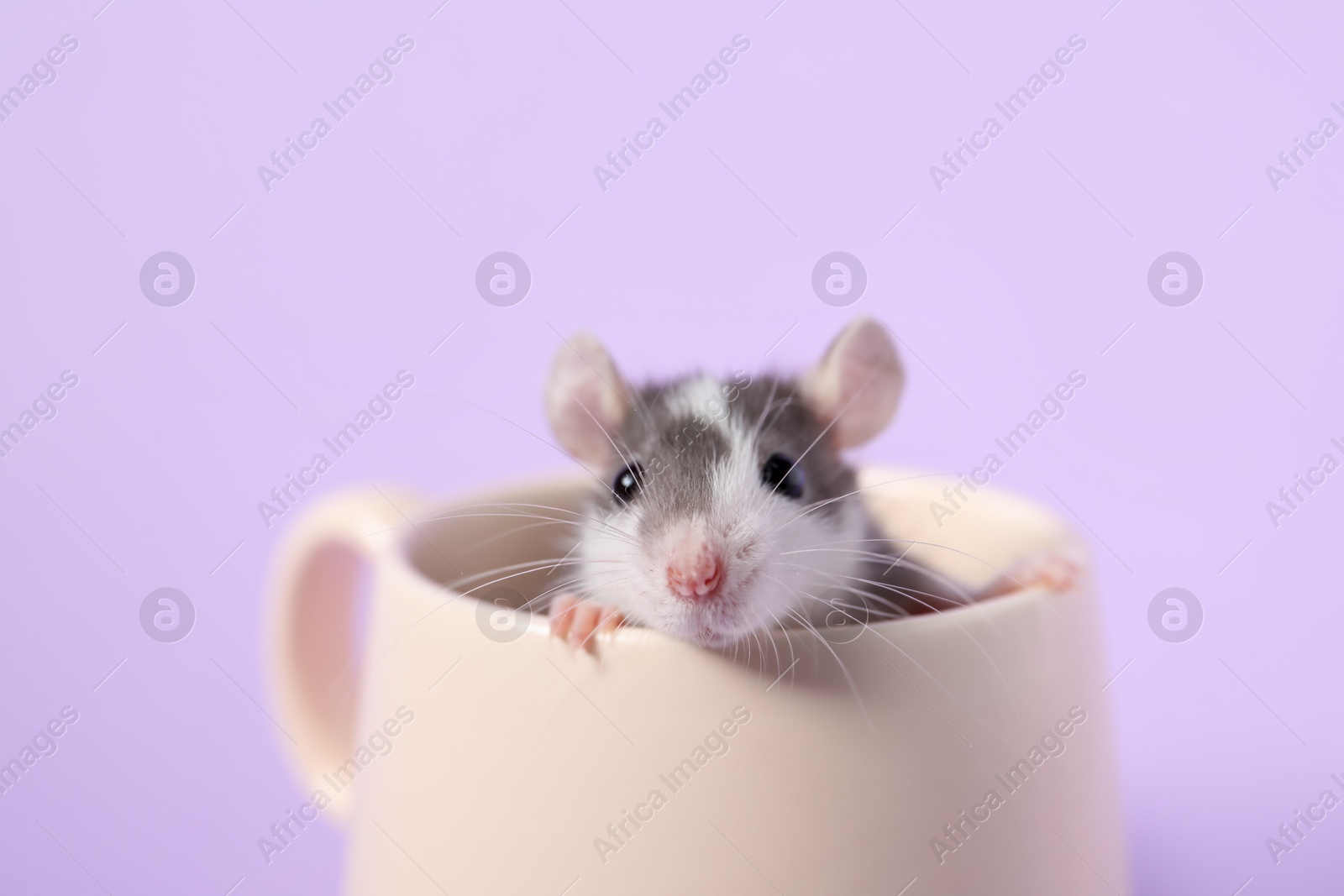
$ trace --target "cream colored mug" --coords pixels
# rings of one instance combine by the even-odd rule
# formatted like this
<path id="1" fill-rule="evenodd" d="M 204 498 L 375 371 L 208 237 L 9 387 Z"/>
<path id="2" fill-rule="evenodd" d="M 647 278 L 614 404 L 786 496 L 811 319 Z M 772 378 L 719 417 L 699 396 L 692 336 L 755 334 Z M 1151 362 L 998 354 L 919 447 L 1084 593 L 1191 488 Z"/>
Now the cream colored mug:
_ _ _ _ _
§ What the exercise asks:
Reproduce the data above line for line, with no changes, but leave out the picture.

§ Task answer:
$ trace --target "cream colored mug" --coords pixels
# rings of one instance combine by the even-odd rule
# formatted like this
<path id="1" fill-rule="evenodd" d="M 204 498 L 375 371 L 208 237 L 9 387 Z"/>
<path id="2" fill-rule="evenodd" d="M 647 278 L 614 404 L 786 496 L 811 319 Z M 772 378 L 719 417 L 699 396 L 692 336 L 755 334 Z M 1151 362 L 998 354 L 919 447 L 1084 593 L 1191 488 Z"/>
Now the cream colored mug:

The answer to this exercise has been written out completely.